BRIEF
Recast the entries as a Markdown table with the columns Row and Line. Start at the beginning of the entries and end with the line that contains "<point>953,412</point>", both included. Number each line in Row, skip blank lines, and omit the pictures.

INPUT MATERIAL
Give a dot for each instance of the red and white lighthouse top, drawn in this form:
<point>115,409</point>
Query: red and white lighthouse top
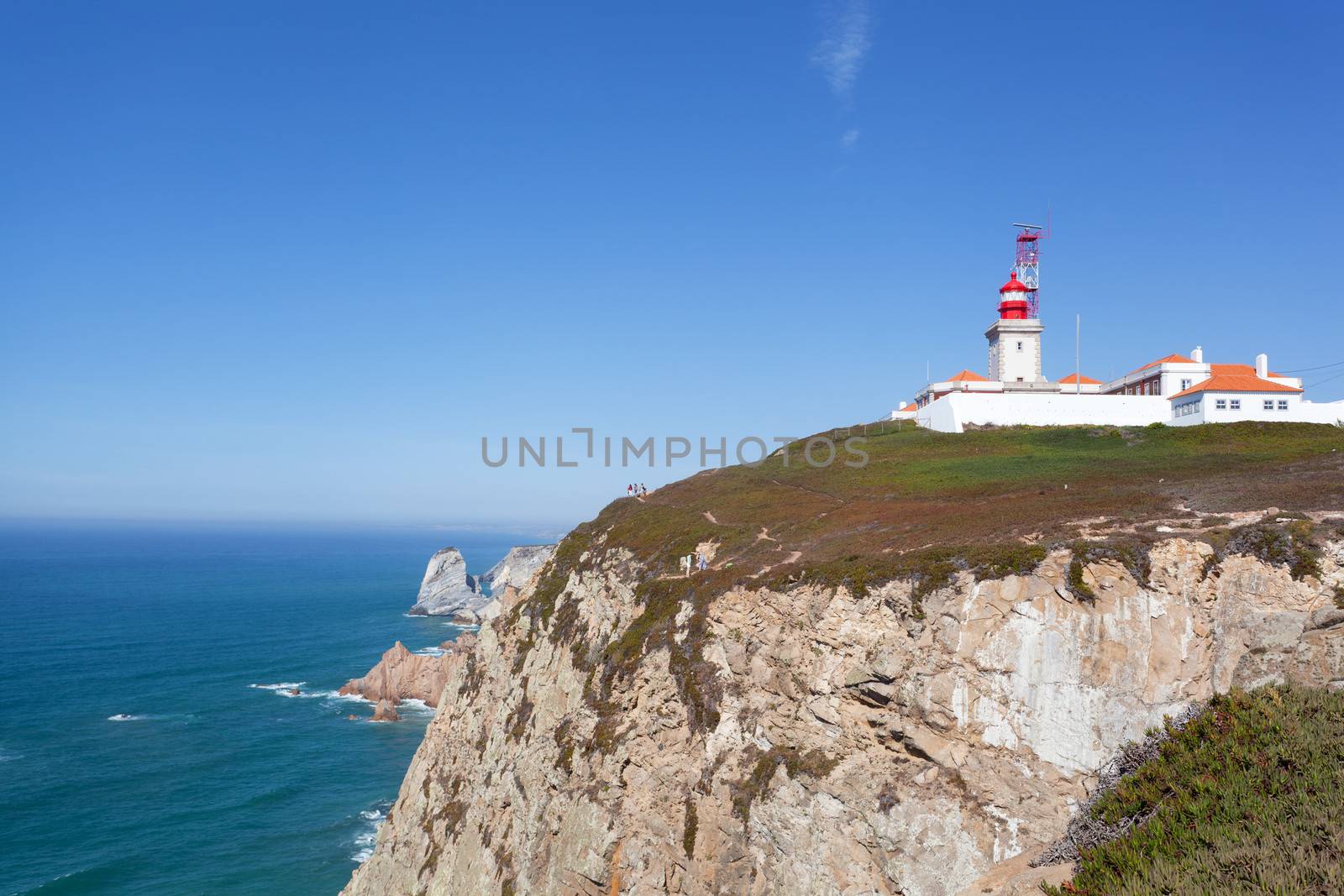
<point>1014,305</point>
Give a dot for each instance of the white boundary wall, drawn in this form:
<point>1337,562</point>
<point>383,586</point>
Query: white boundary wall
<point>953,412</point>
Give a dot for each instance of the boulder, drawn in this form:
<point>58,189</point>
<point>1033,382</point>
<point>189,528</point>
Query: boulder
<point>517,566</point>
<point>402,674</point>
<point>447,587</point>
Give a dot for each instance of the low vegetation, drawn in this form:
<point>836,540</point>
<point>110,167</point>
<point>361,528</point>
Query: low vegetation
<point>927,506</point>
<point>1243,799</point>
<point>796,762</point>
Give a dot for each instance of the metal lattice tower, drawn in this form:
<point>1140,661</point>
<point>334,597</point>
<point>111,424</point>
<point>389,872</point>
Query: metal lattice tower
<point>1027,265</point>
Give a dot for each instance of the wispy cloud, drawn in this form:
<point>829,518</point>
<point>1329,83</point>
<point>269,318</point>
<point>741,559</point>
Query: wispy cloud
<point>844,42</point>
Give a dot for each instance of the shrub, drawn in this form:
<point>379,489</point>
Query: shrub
<point>1242,799</point>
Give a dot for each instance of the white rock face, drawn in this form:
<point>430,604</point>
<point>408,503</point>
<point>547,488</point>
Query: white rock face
<point>447,587</point>
<point>517,566</point>
<point>823,741</point>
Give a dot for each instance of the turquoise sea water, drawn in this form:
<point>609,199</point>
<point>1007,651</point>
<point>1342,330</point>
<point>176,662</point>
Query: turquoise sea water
<point>213,785</point>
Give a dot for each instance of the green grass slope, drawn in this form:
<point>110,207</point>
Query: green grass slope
<point>991,486</point>
<point>1249,799</point>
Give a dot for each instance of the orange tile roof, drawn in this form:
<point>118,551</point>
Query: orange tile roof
<point>1241,369</point>
<point>1236,383</point>
<point>1169,359</point>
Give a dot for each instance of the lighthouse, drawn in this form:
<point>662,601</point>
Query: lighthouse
<point>1015,340</point>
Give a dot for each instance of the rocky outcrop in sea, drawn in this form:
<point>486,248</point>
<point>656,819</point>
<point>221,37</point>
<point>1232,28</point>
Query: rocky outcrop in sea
<point>817,739</point>
<point>402,674</point>
<point>447,589</point>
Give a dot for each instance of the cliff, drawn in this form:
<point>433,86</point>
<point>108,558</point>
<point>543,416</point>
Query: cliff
<point>402,674</point>
<point>850,701</point>
<point>447,587</point>
<point>517,566</point>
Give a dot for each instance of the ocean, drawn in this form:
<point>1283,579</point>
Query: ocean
<point>145,741</point>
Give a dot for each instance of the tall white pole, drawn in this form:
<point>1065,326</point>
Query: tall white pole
<point>1079,354</point>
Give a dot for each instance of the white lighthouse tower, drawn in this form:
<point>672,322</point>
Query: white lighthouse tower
<point>1015,340</point>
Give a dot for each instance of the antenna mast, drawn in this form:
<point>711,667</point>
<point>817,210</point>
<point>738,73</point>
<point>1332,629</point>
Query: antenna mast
<point>1027,265</point>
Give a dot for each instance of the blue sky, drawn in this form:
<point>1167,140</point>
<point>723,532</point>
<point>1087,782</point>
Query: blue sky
<point>292,261</point>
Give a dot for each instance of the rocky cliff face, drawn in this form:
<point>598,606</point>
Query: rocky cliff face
<point>402,674</point>
<point>817,739</point>
<point>517,569</point>
<point>447,587</point>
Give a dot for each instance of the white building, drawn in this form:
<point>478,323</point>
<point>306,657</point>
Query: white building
<point>1175,389</point>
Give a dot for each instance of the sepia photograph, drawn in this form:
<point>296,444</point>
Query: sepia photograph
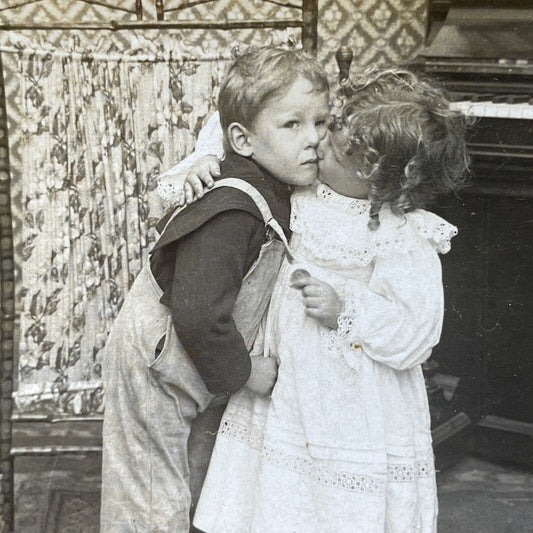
<point>266,266</point>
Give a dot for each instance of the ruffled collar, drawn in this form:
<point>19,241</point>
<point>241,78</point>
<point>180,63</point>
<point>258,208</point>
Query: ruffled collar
<point>352,206</point>
<point>335,228</point>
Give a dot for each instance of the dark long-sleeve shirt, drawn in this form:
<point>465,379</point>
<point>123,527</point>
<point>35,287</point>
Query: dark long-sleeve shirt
<point>200,262</point>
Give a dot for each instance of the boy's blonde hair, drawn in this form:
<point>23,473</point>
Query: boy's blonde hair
<point>259,74</point>
<point>410,141</point>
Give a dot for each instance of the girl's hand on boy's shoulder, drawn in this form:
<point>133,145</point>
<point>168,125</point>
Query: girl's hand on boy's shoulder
<point>263,375</point>
<point>320,299</point>
<point>190,184</point>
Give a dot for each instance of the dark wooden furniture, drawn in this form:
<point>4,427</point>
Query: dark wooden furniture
<point>483,53</point>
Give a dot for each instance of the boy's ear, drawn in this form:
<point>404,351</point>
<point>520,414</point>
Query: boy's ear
<point>239,139</point>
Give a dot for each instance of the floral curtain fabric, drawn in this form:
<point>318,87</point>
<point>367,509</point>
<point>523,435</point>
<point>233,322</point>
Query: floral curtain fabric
<point>90,129</point>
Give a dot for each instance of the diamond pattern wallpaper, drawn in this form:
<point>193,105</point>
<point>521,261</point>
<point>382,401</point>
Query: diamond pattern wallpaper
<point>379,31</point>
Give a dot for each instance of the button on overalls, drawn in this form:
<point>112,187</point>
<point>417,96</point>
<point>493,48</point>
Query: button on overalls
<point>152,401</point>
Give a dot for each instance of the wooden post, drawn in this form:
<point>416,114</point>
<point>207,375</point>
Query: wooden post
<point>310,26</point>
<point>344,57</point>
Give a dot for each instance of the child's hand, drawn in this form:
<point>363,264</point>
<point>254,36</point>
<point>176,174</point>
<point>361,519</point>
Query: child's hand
<point>320,299</point>
<point>191,183</point>
<point>263,375</point>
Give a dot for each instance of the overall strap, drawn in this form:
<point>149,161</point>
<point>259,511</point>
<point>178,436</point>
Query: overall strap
<point>259,201</point>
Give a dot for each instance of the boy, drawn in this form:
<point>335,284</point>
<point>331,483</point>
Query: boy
<point>180,340</point>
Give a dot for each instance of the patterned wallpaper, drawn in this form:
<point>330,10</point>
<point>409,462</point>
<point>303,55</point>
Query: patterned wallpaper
<point>379,31</point>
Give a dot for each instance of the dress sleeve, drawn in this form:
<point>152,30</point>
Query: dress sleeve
<point>209,143</point>
<point>397,318</point>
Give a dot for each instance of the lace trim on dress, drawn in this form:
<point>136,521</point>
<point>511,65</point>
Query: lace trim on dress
<point>325,476</point>
<point>328,227</point>
<point>364,484</point>
<point>406,473</point>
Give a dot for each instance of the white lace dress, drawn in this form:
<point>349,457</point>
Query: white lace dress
<point>344,444</point>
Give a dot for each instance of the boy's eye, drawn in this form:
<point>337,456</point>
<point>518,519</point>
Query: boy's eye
<point>291,124</point>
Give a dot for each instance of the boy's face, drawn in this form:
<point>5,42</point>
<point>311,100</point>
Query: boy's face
<point>286,133</point>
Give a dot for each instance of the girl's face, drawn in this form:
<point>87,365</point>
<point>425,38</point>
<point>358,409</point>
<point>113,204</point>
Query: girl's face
<point>337,169</point>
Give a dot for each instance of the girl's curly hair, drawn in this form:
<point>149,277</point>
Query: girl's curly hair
<point>411,143</point>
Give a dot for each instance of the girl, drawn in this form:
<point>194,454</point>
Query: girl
<point>344,442</point>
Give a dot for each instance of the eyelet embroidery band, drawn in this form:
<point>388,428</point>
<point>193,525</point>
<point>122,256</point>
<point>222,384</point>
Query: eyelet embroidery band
<point>348,481</point>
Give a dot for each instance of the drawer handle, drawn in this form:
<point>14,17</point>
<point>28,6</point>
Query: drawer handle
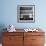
<point>33,39</point>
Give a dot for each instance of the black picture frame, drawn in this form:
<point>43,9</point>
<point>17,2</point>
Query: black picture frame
<point>26,13</point>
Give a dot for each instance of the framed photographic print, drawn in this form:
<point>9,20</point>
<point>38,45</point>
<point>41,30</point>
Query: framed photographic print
<point>26,13</point>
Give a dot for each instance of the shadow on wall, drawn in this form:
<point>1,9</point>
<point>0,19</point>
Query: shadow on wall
<point>2,26</point>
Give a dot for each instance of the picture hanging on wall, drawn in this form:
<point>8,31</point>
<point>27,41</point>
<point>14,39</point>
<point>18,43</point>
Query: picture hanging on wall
<point>26,13</point>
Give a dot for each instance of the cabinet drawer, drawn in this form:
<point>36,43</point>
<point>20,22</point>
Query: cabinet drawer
<point>37,39</point>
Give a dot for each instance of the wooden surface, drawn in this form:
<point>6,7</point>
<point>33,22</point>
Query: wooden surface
<point>23,39</point>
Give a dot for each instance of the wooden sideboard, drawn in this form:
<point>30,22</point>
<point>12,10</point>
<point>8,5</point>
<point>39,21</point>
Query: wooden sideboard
<point>23,39</point>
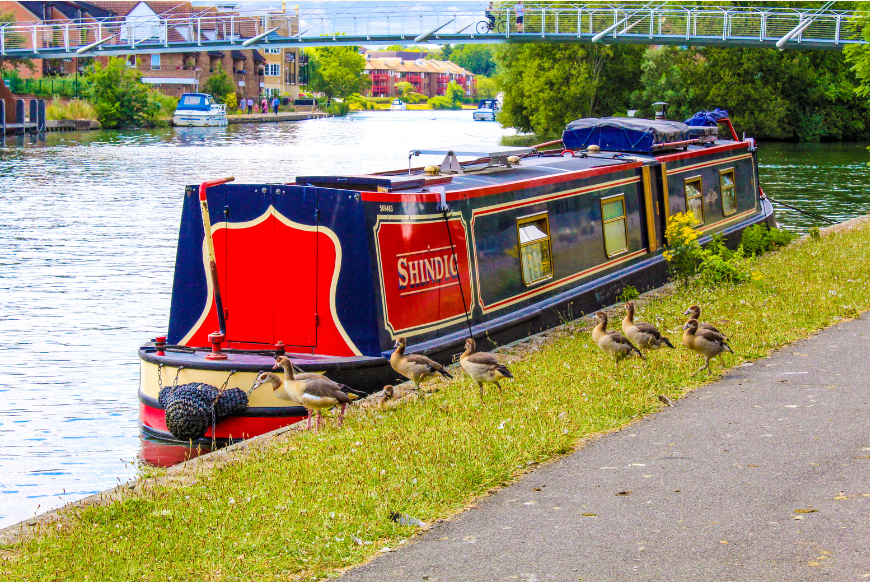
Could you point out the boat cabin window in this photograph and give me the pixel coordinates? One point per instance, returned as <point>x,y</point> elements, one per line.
<point>728,191</point>
<point>613,217</point>
<point>533,233</point>
<point>695,199</point>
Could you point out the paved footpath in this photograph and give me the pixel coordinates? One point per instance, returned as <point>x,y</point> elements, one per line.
<point>762,476</point>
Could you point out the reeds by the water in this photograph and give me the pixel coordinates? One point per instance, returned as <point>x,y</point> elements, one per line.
<point>306,505</point>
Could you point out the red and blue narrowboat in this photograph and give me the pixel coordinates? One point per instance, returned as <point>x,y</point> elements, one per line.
<point>496,242</point>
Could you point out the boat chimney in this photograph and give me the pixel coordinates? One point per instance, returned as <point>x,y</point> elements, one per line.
<point>661,109</point>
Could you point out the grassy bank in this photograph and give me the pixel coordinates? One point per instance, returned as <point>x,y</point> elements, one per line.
<point>305,505</point>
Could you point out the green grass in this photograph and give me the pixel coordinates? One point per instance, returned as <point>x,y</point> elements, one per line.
<point>290,508</point>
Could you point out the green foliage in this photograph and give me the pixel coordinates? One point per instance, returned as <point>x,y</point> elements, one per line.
<point>336,71</point>
<point>118,95</point>
<point>74,109</point>
<point>758,239</point>
<point>486,88</point>
<point>548,85</point>
<point>219,85</point>
<point>628,293</point>
<point>477,58</point>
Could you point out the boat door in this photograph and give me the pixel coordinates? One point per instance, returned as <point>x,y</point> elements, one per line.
<point>270,265</point>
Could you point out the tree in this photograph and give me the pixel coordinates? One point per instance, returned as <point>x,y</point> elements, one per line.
<point>118,94</point>
<point>336,71</point>
<point>548,85</point>
<point>219,85</point>
<point>477,58</point>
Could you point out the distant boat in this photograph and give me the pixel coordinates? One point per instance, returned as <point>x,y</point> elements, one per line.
<point>199,110</point>
<point>486,110</point>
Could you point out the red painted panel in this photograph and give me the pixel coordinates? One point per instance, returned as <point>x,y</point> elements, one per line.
<point>421,276</point>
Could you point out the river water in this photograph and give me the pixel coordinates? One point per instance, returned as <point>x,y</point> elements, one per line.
<point>87,248</point>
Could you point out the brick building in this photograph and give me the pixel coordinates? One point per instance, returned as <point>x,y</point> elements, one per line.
<point>429,77</point>
<point>152,23</point>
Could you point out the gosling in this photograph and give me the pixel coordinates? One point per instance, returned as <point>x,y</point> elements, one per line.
<point>644,335</point>
<point>694,312</point>
<point>706,343</point>
<point>416,367</point>
<point>314,392</point>
<point>613,343</point>
<point>483,367</point>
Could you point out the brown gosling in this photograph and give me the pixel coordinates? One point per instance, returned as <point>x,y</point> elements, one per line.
<point>694,312</point>
<point>483,367</point>
<point>644,335</point>
<point>707,343</point>
<point>313,391</point>
<point>416,367</point>
<point>613,343</point>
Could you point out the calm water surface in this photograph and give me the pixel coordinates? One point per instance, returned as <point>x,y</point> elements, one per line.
<point>87,250</point>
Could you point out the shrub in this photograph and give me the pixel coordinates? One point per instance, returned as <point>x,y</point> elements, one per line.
<point>74,109</point>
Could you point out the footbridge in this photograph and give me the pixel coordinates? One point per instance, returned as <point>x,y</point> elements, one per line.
<point>652,23</point>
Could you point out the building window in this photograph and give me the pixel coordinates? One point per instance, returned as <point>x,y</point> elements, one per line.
<point>533,233</point>
<point>728,190</point>
<point>613,218</point>
<point>695,199</point>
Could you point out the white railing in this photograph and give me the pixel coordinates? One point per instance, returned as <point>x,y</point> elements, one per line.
<point>625,22</point>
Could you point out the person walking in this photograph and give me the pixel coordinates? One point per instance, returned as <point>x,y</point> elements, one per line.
<point>520,13</point>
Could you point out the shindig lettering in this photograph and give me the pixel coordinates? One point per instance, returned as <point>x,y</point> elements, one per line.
<point>417,272</point>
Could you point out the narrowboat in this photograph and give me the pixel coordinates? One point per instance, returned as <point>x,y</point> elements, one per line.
<point>494,242</point>
<point>486,110</point>
<point>199,110</point>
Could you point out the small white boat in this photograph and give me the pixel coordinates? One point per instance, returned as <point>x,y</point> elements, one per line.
<point>487,110</point>
<point>199,110</point>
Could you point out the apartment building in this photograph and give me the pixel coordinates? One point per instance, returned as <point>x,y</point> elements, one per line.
<point>429,77</point>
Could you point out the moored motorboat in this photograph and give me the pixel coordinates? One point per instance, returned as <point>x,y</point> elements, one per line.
<point>333,269</point>
<point>199,110</point>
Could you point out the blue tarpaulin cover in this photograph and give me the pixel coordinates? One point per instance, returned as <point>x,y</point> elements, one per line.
<point>622,134</point>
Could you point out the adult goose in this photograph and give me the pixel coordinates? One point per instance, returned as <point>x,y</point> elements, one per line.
<point>613,343</point>
<point>313,391</point>
<point>416,367</point>
<point>483,367</point>
<point>706,343</point>
<point>644,335</point>
<point>694,312</point>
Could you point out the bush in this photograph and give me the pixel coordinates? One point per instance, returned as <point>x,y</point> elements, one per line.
<point>75,109</point>
<point>441,102</point>
<point>758,239</point>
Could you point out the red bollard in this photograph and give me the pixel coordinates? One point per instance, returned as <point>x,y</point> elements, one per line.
<point>216,339</point>
<point>159,344</point>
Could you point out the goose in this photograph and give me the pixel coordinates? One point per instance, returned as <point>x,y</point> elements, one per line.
<point>483,367</point>
<point>644,335</point>
<point>612,342</point>
<point>694,312</point>
<point>313,391</point>
<point>707,343</point>
<point>415,366</point>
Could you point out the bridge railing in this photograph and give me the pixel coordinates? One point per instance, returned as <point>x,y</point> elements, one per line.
<point>698,25</point>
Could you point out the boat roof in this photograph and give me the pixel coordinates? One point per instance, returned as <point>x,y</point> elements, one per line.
<point>480,174</point>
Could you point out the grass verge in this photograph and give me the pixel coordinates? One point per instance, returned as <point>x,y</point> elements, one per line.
<point>304,506</point>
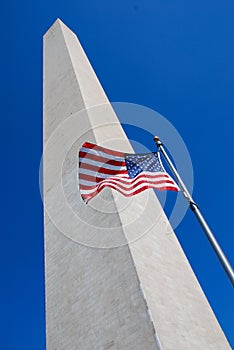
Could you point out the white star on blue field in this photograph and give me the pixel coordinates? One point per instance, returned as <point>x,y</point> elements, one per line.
<point>137,163</point>
<point>175,57</point>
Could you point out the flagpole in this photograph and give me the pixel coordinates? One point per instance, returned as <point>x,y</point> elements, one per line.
<point>195,209</point>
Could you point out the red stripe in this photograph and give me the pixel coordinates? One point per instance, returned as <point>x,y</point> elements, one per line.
<point>100,159</point>
<point>85,187</point>
<point>103,149</point>
<point>102,170</point>
<point>120,179</point>
<point>128,194</point>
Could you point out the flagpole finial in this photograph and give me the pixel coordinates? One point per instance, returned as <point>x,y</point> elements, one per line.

TASK RESPONSE
| Row | Line |
|---|---|
| 1 | Give a dot for each instance of the red and white lighthouse top, drawn in this form: |
| 2 | <point>115,409</point> |
| 3 | Query: red and white lighthouse top |
| 4 | <point>1014,305</point> |
| 5 | Give a dot for each instance of the white boundary wall, drawn in this form: |
| 6 | <point>1337,562</point> |
| 7 | <point>383,586</point> |
| 8 | Query: white boundary wall |
| 9 | <point>953,412</point> |